# WHAT TO WORK ON
Would you return exactly the lines from the top of the data below through the one containing "the kitchen counter", leaving out the pictures?

(MATERIAL SHOWN Opens)

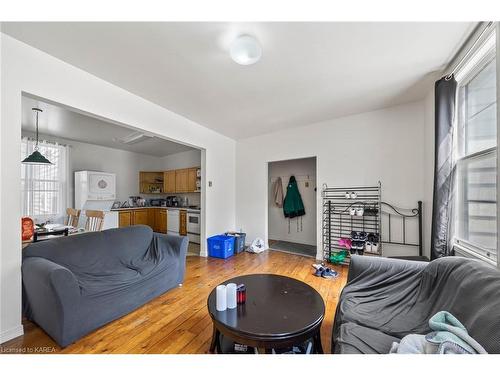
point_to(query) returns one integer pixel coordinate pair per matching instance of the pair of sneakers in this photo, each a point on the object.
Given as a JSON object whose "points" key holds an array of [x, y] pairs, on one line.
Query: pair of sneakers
{"points": [[325, 272]]}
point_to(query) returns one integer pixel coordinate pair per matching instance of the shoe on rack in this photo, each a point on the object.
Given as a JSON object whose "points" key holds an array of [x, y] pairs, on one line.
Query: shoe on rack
{"points": [[368, 246]]}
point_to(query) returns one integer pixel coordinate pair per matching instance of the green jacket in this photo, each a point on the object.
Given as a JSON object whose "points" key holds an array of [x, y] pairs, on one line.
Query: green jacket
{"points": [[293, 205]]}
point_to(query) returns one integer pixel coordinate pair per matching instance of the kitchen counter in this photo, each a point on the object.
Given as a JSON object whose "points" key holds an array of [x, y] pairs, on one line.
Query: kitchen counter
{"points": [[156, 207]]}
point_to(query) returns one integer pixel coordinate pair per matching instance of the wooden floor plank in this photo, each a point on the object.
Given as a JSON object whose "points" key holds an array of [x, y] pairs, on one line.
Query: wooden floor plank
{"points": [[178, 321]]}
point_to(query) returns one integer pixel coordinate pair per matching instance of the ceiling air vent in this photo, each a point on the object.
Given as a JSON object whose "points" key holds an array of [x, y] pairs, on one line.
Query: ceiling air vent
{"points": [[133, 138]]}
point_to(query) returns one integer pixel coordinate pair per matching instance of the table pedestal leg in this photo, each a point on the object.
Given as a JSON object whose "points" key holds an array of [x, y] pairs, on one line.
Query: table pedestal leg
{"points": [[215, 340]]}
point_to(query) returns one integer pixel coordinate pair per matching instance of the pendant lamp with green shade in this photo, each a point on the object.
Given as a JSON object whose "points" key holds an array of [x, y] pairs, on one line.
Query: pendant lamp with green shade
{"points": [[36, 158]]}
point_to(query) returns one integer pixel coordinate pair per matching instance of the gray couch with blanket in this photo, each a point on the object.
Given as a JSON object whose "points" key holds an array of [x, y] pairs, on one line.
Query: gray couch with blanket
{"points": [[387, 299], [73, 285]]}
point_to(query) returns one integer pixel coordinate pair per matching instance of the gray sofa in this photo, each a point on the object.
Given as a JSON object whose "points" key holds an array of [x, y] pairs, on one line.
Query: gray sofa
{"points": [[73, 285], [387, 299]]}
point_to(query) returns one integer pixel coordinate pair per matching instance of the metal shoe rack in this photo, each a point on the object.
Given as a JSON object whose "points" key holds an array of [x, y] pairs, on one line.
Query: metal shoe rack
{"points": [[339, 223]]}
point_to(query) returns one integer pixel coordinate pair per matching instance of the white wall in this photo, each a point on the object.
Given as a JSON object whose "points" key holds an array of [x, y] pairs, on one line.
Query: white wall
{"points": [[385, 145], [26, 69], [304, 171], [186, 159]]}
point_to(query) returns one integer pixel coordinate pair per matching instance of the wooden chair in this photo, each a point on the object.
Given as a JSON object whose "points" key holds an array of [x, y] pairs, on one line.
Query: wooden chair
{"points": [[95, 220], [73, 217]]}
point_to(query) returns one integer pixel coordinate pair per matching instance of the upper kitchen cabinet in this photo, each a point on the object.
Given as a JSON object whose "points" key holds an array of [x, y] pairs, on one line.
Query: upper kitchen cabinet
{"points": [[175, 181], [151, 182], [169, 181]]}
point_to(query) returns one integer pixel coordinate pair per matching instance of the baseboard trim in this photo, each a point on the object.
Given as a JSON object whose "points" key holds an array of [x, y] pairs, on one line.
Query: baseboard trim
{"points": [[11, 333]]}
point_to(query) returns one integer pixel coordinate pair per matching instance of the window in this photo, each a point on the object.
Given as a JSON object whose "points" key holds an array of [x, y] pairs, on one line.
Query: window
{"points": [[476, 146], [43, 187]]}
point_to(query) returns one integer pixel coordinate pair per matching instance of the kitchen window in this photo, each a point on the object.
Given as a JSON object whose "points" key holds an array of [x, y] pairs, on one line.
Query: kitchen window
{"points": [[43, 187], [476, 155]]}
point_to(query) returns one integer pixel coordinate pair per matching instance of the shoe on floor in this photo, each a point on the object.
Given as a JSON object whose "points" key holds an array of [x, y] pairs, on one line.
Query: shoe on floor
{"points": [[329, 274]]}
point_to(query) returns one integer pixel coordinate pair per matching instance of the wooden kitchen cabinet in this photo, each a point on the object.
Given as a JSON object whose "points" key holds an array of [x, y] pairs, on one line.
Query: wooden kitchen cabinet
{"points": [[183, 222], [169, 181], [181, 180], [124, 219], [160, 221], [140, 217]]}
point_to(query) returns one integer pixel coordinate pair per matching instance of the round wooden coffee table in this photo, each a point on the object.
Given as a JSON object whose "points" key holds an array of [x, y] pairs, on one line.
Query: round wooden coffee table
{"points": [[279, 312]]}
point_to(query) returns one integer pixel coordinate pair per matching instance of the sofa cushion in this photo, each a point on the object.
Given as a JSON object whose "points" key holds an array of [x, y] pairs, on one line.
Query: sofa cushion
{"points": [[105, 261], [352, 338]]}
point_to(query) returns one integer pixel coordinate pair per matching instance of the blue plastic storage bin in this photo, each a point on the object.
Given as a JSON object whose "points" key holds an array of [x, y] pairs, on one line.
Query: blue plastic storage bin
{"points": [[220, 246]]}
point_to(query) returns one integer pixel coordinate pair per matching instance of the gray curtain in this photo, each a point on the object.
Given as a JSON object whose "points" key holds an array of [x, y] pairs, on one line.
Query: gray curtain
{"points": [[445, 102]]}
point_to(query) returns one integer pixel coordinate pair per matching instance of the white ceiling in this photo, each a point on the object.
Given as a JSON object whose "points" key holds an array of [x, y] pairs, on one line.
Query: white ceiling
{"points": [[60, 122], [309, 72]]}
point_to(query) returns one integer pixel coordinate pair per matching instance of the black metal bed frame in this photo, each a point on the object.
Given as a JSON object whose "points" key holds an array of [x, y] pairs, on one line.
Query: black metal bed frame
{"points": [[416, 213]]}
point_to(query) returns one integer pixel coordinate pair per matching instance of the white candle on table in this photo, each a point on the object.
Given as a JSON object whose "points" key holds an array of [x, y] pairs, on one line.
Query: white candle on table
{"points": [[231, 295]]}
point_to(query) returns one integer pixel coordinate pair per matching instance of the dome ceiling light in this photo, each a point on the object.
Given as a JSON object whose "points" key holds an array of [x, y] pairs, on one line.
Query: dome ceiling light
{"points": [[245, 50]]}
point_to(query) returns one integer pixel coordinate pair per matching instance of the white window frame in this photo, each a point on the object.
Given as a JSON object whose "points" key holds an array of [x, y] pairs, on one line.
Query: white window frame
{"points": [[475, 64]]}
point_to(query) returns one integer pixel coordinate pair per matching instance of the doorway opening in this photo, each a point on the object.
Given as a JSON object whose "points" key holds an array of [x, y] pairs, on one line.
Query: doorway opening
{"points": [[292, 206]]}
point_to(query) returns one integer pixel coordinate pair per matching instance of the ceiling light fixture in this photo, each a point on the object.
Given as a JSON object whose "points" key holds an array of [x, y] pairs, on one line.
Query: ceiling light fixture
{"points": [[245, 50], [36, 158]]}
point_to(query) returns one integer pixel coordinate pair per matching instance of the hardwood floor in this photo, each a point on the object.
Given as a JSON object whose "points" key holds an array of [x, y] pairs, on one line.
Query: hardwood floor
{"points": [[178, 321]]}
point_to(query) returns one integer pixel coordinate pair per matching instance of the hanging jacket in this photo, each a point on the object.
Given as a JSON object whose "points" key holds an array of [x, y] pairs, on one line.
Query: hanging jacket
{"points": [[278, 192], [293, 205]]}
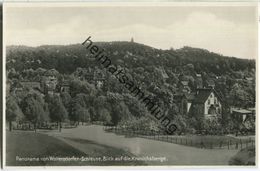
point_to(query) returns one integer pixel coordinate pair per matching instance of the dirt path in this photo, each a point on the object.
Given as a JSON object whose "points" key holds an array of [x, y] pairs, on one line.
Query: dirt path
{"points": [[175, 154]]}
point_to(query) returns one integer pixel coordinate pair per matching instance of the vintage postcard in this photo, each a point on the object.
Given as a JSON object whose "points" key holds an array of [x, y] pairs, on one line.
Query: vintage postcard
{"points": [[130, 84]]}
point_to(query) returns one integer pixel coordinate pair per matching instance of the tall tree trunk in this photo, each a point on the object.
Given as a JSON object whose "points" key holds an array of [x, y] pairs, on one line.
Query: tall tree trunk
{"points": [[35, 126], [10, 125], [59, 126]]}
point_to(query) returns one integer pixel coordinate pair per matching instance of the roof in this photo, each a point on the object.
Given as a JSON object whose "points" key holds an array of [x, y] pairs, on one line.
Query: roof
{"points": [[185, 83], [210, 82], [242, 111], [203, 94], [51, 72]]}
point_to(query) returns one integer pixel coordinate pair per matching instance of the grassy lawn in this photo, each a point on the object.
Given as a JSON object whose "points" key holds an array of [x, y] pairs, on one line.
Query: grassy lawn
{"points": [[36, 145], [244, 157], [209, 141], [200, 141]]}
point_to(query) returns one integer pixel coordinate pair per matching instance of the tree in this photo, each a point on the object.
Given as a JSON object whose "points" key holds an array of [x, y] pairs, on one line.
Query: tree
{"points": [[84, 115], [33, 109], [13, 111], [120, 112], [105, 116], [58, 112]]}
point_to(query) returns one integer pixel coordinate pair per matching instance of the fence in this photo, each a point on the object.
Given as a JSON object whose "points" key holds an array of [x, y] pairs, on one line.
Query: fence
{"points": [[209, 142]]}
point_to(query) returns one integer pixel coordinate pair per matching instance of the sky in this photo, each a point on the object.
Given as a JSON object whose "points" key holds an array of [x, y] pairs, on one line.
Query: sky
{"points": [[227, 30]]}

(MATERIAL SHOWN Closes)

# EXERCISE ANSWER
point_to(query) returns one integer pixel coordinate pair per matching instance of the pair of sneakers in this photo, each a point on the object.
Given as a JSON object whose "points" key holds an array of [x, y] pairs, on one line.
Query: pair of sneakers
{"points": [[325, 272]]}
point_to(query) returns one integer pixel coordinate pair per matching instance of the shoe on rack in this photo, each a point on the object.
Given as a JSON object whose "points" key holds an array of [x, y] pairs, on one line.
Query: shoe on rack
{"points": [[368, 246]]}
point_to(query) returns one integer pixel coordinate pair per matching instance of the green jacket in this photo, each a point on the object.
Given as a JSON object whose "points" key holds an array of [x, y] pairs, on one line.
Query: green jacket
{"points": [[293, 205]]}
point_to(query) returns one integer pixel coordinate pair per matching instance of the kitchen counter in this photo, each a point on the object.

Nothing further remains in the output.